Wednesday 10 July 2013

Neanderthals talked like us half a million years ago and could even have ... - Daily Mail

Debarjun Saha | 04:34 |
  • Origins of modern language are ten times older than thought and could date back half a million years, according to Dutch researchers
  • It contradicts the popular idea that our modern language began with a sudden emergence of modernity presumably due to one or a few genetic mutations that gave rise to language
  • The scientists claim that far from being slow brutes, Neanderthals' cognitive capacities and culture were comparable to ours

By Sarah Griffiths

|

Dutch researchers have claimed that our modern language can be traced back to stone age man

Dutch researchers have claimed that our modern language can be traced back to stone age man - ten times older than previously thought

Our modern language can be traced back to Neanderthals living half a million years ago, scientists have claimed.

Research increasingly seems to indicate that our close cousins, the Neanderthals, were much more similar to us than imagined even a decade ago.

Dutch researchers argue that the last common ancestor we shared with the Neanderthals around half a million years ago, shared speech and language with modern humans.

They believe that the origins of out modern language are ten times older than previously thought.

The scientists at the Max Planck Institute in the Netherlands are interested in the implications for understanding present day linguistic diversity.

Popular opinion is that they spoke in primitive grunts, but Neanderthal man successfully inhabited vast swathes of western Eurasia for several hundreds of thousands of years, during harsh ages and milder interglacial periods.

Historians know that our closest cousins share a common ancestor with us around half  million years ago, probably the species Homo heidelbergensis.

But what is relatively unknown is what their cognitive capabilities were like.

Experts also question why modern humans succeeded in replacing them after thousands of years of cohabitation.

Recently, due to new palaeoanthropological and archaeological discoveries and the reassessment of older data, but especially to the availability of ancient DNA, we have started to realise that their fate was much more intertwined with ours.

Scientists argue modern language and speech are an ancient feature of our lineage dating back at least to the most recent ancestor we shared with the Neanderthals

An artist's impression of a den. Scientists argue modern language and speech are an ancient feature of our lineage dating back at least to the most recent ancestor we shared with the Neanderthals. Their interpretation of scare evidence contradicts a popular scenario believed by most language scientists, who think our modern language began with a sudden emergence of modernity

Psycholinguistics researchers Dan Dediuand Stephen C. Levinson, said that far from being slow brutes, their cognitive capacities and culture were comparable to ours.

— DATASET SECTION —
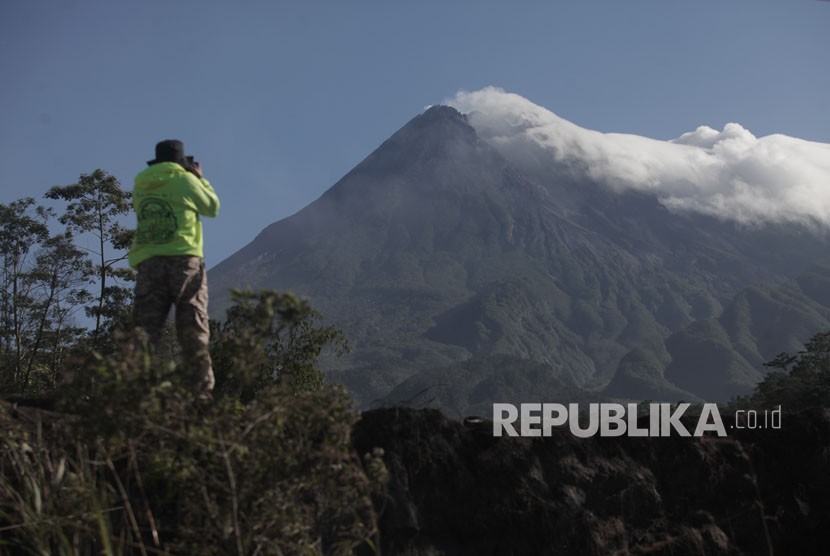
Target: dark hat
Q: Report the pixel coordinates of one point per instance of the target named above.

— TO DO —
• A. Summarize the article on Neanderthal language in two sentences.
• B. According to the article on Neanderthal language, which species was probably the common ancestor of Neanderthals and modern humans?
• C. Please extend the article on Neanderthal language past its final sentence.
The material is separate from the article on Neanderthal language.

— SOLVED TASKS —
• A. Researchers at the Max Planck Institute in the Netherlands claim that modern language and speech date back at least to the last common ancestor humans shared with the Neanderthals, around half a million years ago, making the origins of language ten times older than previously thought. This contradicts the popular idea that modern language began with a sudden emergence of modernity, and the researchers say Neanderthals' cognitive capacities and culture were comparable to ours.

• B. Probably the species Homo heidelbergensis.

• C.
The duo, who have looked at past findings in detail, argue that essentially modern language and speech are an ancient feature of our lineage dating back at least to the most recent ancestor we shared with the Neanderthals and the Denisovans (another form of humanity known mostly from their genome).

Their interpretation of scare evidence contradicts a popular scenario believed by most language scientists, who think our modern language began with a sudden emergence of modernity presumably due to one or a few genetic mutations that gave rise to language.

In contrast, the two researchers think it was a slower process of gradual accumulation of biological and cultural progress.

It seems hard to believe that Neanderthals shared language as well as some dinner favourites with modern humans

It seems hard to believe that Neanderthals shared language as well as some dinner favourites with modern humans. The researchers thinks that Neanderthals adopted language slowly

Their paper is published in Frontiers in Language Sciences and pushed back the origins of modern language by ten times what was previously thought.

Scientists had thought that our modern language began around 50,000 years ago.

But the pair believe that it could have started somewhere between the origins of our genus, Homo, some 1.8 million years ago, and the emergence of Homo heidelbergensis.

The scientists said that given that archaeological and genetic data shows modern humans spreading from Africa mixed with Neanderthals and Denisovans, then just as we carry around some of their genes, our languages may preserve traces of theirs.

They think that their idea can be tested by comparing the structural properties of African and non-African languages and by computer simulations of language spread.

However, it might be harder to prove that Neanderthals contributed to specific words in our modern vocabularies.